▸ Attività da svolgere
1 – Copi dal brano sulla riforma elettorale tutto il testo compreso tra "Fondazione Marisa Bellisario" e "sempre più concreto.", senza alcuna modifica.
2 – Converta le righe di tutti i record in una tabella Markdown a due colonne, «N.» per il numero progressivo e «Riga» per il testo della riga, escludendo le righe vuote.

▸ Brano di lettura
◆ ◆ ◆ ◆

Fondazione Marisa Bellisario

RIFORMA ELETTORALE: QUOTE DI GENERE A RISCHIO NAUFRAGIO

Dopo giorni di discussioni, lettere-appelli e polemiche, alla ripresa dei lavori in Aula il rischio di un nulla di fatto appare sempre più concreto.
Ieri, alla vigilia del riapprodo in aula dell’Italicum – le esternazioni più autorevoli pro-quote sono quelle della Presidente Boldrini e di Matteo Renzi. Mentre la prima auspica che “queste ore portino consiglio a chi dovrà decidere su come regolarsi sulle quote di genere” e, intervistata da Lucia Annunziata a In mezz’ora, cita il sondaggio commissionato dalla Fondazione Bellisario: “Il 67% degli italiani è favorevole e voterebbe i partiti con ai vertici le donne. Questo fa paura. C’è grossa resistenza di chi ha sempre avuto le leve del potere”. Più tiepido sembra Matteo Renzi, ieri ospite di Fabio Fazio, che si è già detto pronto al sì, pur sostenendo che non basta “solo una discussione sulle poltrone in Parlamento” e che è necessario un accordo tra tutte le forze politiche che hanno sottoscritto la riforma. Ed è proprio su questo fronte che in queste ore decisive si sta arenando tutto, con FI in prima fila contro la parità di genere. Stamane in Aula, iL Presidente della Commissione Affari costituzionali della Camera e relatore della legge elettorale, Francesco Paolo Sisto, ribadisce la posizione del suo partito, già esplicitata anche da esponenti del vertice azzurro come Giovanni Toti: “Forza Italia, benché’ favorevole culturalmente, ritiene che non sia questa la sede per obbligare l’elezione di donne tout court, ma devono essere i partiti a farlo. Le leggi – sottolinea – non si fanno sulla spinta emotiva o sulle pressioni, seppur piccole, di alcuni”. Per Sisto, poi, introdurre la parità di genere per legge sarebbe anche a rischio incostituzionalità.

◆ ◆ ◆ ◆

▸ Dati forniti
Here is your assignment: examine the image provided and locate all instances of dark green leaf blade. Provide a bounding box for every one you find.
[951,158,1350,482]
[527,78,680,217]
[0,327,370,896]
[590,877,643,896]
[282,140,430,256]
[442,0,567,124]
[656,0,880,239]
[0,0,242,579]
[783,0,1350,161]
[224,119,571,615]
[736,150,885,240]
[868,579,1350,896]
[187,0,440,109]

◆ ◆ ◆ ◆

▸ Esiti delle attività
1 –
Fondazione Marisa Bellisario

RIFORMA ELETTORALE: QUOTE DI GENERE A RISCHIO NAUFRAGIO

Dopo giorni di discussioni, lettere-appelli e polemiche, alla ripresa dei lavori in Aula il rischio di un nulla di fatto appare sempre più concreto.

2 –
| N. | Riga |
|---|---|
| 1 | Here is your assignment: examine the image provided and locate all instances of dark green leaf blade. Provide a bounding box for every one you find. |
| 2 | [951,158,1350,482] |
| 3 | [527,78,680,217] |
| 4 | [0,327,370,896] |
| 5 | [590,877,643,896] |
| 6 | [282,140,430,256] |
| 7 | [442,0,567,124] |
| 8 | [656,0,880,239] |
| 9 | [0,0,242,579] |
| 10 | [783,0,1350,161] |
| 11 | [224,119,571,615] |
| 12 | [736,150,885,240] |
| 13 | [868,579,1350,896] |
| 14 | [187,0,440,109] |